- [Given task]: Rewrite the records, starting at the line that has "the bear eye" and ending after the last line of the records. Keep the requests, add -60 to each point coordinate in the answers, and leave the pictures out.

- [The input]:
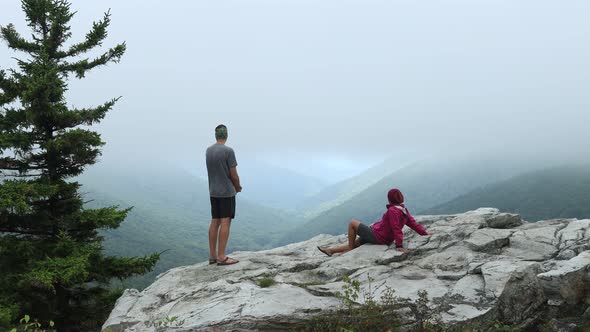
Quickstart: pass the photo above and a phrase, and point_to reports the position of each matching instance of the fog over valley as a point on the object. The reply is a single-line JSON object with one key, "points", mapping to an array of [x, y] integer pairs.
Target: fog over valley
{"points": [[330, 89]]}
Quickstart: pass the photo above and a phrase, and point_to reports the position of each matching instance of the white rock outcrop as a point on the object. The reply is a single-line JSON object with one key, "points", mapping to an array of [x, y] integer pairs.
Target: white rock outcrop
{"points": [[481, 263]]}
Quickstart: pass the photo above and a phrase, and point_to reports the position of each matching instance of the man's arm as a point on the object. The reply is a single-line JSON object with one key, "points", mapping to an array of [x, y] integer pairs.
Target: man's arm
{"points": [[235, 179]]}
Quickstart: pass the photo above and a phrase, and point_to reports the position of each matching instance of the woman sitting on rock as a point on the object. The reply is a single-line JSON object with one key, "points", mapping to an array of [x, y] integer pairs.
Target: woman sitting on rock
{"points": [[385, 231]]}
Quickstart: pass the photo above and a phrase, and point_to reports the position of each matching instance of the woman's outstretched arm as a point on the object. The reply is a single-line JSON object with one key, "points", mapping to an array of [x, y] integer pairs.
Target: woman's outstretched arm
{"points": [[416, 226]]}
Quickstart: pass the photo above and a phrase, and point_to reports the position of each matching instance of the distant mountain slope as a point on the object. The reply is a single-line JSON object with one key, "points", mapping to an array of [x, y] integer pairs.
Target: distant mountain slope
{"points": [[424, 184], [562, 192], [340, 192], [276, 187], [172, 212], [269, 185]]}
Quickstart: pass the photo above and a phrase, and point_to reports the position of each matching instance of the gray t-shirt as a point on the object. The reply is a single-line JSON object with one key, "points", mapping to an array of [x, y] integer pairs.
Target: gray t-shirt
{"points": [[220, 158]]}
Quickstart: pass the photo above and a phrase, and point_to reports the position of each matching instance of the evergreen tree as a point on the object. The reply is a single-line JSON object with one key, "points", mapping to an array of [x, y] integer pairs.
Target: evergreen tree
{"points": [[52, 264]]}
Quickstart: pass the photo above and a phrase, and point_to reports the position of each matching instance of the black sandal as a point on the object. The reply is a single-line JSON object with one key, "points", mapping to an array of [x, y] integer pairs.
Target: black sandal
{"points": [[327, 253]]}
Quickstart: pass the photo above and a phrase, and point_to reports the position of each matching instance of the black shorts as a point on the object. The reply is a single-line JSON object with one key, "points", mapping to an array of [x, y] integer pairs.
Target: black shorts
{"points": [[223, 207], [366, 234]]}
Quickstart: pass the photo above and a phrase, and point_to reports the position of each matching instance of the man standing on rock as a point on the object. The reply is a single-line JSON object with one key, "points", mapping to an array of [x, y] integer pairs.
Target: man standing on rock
{"points": [[224, 184]]}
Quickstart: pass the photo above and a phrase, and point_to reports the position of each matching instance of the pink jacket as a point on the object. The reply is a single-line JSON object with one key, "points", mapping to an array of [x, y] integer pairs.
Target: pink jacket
{"points": [[389, 228]]}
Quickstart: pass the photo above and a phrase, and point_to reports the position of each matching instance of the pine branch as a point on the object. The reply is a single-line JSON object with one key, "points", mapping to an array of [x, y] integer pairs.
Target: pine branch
{"points": [[93, 39], [85, 116], [21, 231], [81, 67], [11, 164], [16, 42]]}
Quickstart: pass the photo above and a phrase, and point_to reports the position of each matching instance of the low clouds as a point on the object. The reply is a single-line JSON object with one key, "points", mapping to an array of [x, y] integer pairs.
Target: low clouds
{"points": [[348, 79]]}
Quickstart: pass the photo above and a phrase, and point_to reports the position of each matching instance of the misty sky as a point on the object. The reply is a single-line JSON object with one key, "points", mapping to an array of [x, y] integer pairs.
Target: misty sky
{"points": [[330, 87]]}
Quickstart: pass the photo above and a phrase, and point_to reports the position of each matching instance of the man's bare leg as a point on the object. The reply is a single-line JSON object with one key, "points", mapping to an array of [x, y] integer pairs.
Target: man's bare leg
{"points": [[223, 237], [213, 231]]}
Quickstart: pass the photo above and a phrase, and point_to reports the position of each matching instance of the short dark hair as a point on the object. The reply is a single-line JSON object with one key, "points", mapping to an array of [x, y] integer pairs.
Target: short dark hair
{"points": [[221, 132]]}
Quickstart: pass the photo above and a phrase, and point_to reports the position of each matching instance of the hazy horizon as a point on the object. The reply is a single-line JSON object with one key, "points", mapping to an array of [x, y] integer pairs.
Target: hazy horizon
{"points": [[332, 88]]}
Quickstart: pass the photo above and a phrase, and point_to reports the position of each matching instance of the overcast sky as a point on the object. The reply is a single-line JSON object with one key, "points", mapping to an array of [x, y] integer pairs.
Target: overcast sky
{"points": [[338, 84]]}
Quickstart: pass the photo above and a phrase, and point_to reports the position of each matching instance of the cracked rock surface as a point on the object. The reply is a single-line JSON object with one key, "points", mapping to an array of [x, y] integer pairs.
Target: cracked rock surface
{"points": [[481, 263]]}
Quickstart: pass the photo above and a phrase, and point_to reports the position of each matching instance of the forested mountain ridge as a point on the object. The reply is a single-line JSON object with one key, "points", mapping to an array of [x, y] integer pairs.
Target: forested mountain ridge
{"points": [[559, 192], [425, 184], [171, 213]]}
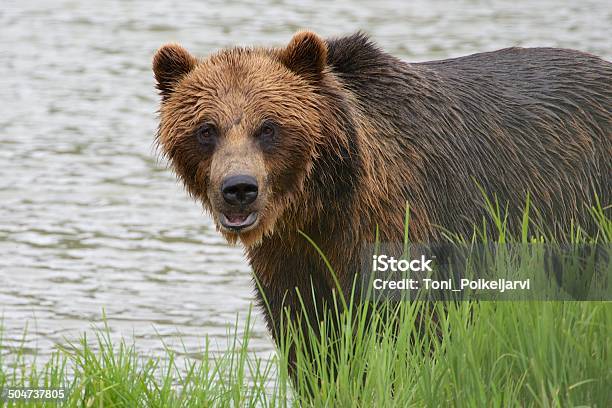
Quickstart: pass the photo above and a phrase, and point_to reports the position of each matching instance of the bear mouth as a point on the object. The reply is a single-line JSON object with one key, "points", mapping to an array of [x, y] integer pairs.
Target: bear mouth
{"points": [[238, 222]]}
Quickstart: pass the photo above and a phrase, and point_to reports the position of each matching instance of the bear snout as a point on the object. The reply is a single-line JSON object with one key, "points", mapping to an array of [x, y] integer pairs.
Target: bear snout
{"points": [[239, 190]]}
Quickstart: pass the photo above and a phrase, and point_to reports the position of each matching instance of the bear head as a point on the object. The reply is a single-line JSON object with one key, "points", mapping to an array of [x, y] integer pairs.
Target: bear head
{"points": [[241, 128]]}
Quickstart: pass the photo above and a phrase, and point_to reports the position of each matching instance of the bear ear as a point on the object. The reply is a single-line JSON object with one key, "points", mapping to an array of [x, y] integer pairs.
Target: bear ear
{"points": [[170, 63], [306, 55]]}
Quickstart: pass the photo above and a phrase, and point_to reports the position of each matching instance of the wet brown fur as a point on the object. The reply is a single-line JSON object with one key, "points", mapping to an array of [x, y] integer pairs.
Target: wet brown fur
{"points": [[364, 133]]}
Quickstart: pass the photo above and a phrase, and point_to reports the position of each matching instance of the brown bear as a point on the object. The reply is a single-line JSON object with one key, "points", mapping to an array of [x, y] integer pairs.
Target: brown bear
{"points": [[333, 138]]}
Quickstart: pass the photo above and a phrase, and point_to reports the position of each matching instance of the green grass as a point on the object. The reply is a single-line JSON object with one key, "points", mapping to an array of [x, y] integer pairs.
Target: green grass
{"points": [[464, 354], [490, 354]]}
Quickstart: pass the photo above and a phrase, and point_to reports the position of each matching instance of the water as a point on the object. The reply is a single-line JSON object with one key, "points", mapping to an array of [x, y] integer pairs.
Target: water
{"points": [[91, 220]]}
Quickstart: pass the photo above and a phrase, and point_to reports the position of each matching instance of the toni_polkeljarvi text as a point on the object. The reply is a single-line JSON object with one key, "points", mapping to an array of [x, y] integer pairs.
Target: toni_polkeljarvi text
{"points": [[501, 285]]}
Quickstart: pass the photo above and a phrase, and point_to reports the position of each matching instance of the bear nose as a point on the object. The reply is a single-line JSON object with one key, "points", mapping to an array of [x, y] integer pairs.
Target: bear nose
{"points": [[239, 190]]}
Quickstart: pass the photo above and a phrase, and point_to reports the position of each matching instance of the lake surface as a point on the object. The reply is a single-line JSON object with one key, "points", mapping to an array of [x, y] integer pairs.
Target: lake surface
{"points": [[91, 220]]}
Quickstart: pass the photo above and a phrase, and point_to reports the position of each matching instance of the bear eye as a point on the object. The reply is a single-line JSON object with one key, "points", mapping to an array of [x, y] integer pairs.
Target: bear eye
{"points": [[206, 134], [267, 134]]}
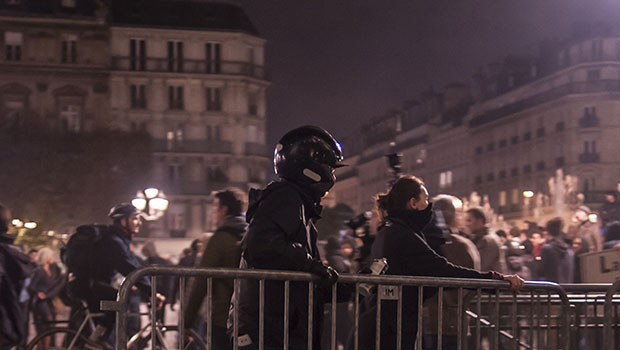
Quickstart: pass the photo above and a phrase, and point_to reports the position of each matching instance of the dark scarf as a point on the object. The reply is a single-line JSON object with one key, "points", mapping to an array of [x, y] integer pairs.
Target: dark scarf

- [The response]:
Quickstart: pass the photo above and a phrase, and point_to reports the position of each matching instance of the bear eye as a point on the object. The reply is a single-line JSON object with one key, "points", mapping to an array of [x, y] integer pairs.
Target: bear eye
{"points": [[146, 74], [207, 74]]}
Quickstart: pass the photo above and a phrase, and point_to reports the position of each matching instance of the dark scarf as a point on the object. The reply is a single-line JSON object with one key, "points", mapping to an array of [x, y] integer pairs.
Target: dark scarf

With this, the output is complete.